Entries provided:
● ● ● ● ●
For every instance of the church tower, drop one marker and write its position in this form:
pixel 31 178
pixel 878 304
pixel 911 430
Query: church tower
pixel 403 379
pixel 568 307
● ● ● ● ●
Your instructions: The full listing should be duplicated exactly, line by line.

Solution to the problem:
For every instance of the church tower, drop one marker and write its position in this form:
pixel 31 178
pixel 878 304
pixel 911 430
Query: church tower
pixel 403 379
pixel 568 307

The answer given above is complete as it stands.